Here are eight things you need to know to get caught up and determine if Snapchat is the right place for your brand’s messaging:

1. Its most popular feature is not its most famous feature. 

Snapchat made waves as a private messenger with disappearing content, but its public feature – Snapchat Stories – is actually more popular and used more frequently within the app. Snapchat Stories, a collection of videos and pictures that last 24 hours, are viewed more than one billion times per day. Snapchat Snaps, the traditional disappearing photos and videos sent to a smaller group of users, rounds out at about 760 million shares per day. 

2. Teenage girls love Snapchat.

The stats don’t lie – women make up 70 percent of Snapchat’s user base and the app is a hit with 13 to 25 year olds.

3. There are brands on Snapchat.

Taco Bell is a famous early adopter of the app and used it to give their fans exclusive sneak peeks at their returning Beefy Crunch Burrito. McDonald’s announced its arrival with a snap of LeBron James that offered a look at the filming of their latest commercial. Heineken used Snapchat to send photo clues that led followers to a lineup of secret shows at Heineken House during the Coachella festival. Frozen yogurt chain 16 Handles sent their customers coupons that need to be saved as a screenshot before they disappear. The fashion industry seems to be interested in the app, as well with accounts set up for retailers like American Eagle and Wetseal, and publisher Refinery29. 

4. Brands use Snapchat like they use email.

» PROMPT A:
Collect every line of the listing that contains the string "instance", treating uppercase and lowercase as different.

» EXERCISE DATA:
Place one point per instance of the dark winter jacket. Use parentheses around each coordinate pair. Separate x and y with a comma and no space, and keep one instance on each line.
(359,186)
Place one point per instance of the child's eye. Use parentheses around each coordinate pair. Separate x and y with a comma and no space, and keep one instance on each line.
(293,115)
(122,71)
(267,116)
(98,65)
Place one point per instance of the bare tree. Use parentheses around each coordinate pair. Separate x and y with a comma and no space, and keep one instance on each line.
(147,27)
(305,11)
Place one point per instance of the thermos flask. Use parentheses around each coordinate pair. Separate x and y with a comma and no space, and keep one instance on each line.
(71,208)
...
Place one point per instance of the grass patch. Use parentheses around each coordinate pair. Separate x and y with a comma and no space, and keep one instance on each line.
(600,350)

» PROMPT B:
Answer these questions using the Snapchat excerpt.
(i) How many times per day are Snapchat Stories viewed?
(ii) What percentage of Snapchat's user base do women make up?
(iii) During which festival did Heineken send photo clues leading to secret shows?

» EXPECTED ANSWER A:
Place one point per instance of the dark winter jacket. Use parentheses around each coordinate pair. Separate x and y with a comma and no space, and keep one instance on each line.
Place one point per instance of the child's eye. Use parentheses around each coordinate pair. Separate x and y with a comma and no space, and keep one instance on each line.
Place one point per instance of the bare tree. Use parentheses around each coordinate pair. Separate x and y with a comma and no space, and keep one instance on each line.
Place one point per instance of the thermos flask. Use parentheses around each coordinate pair. Separate x and y with a comma and no space, and keep one instance on each line.
Place one point per instance of the grass patch. Use parentheses around each coordinate pair. Separate x and y with a comma and no space, and keep one instance on each line.

» EXPECTED ANSWER B:
(i) Snapchat Stories are viewed more than one billion times per day.
(ii) Women make up 70 percent of Snapchat's user base.
(iii) Heineken sent the clues during the Coachella festival.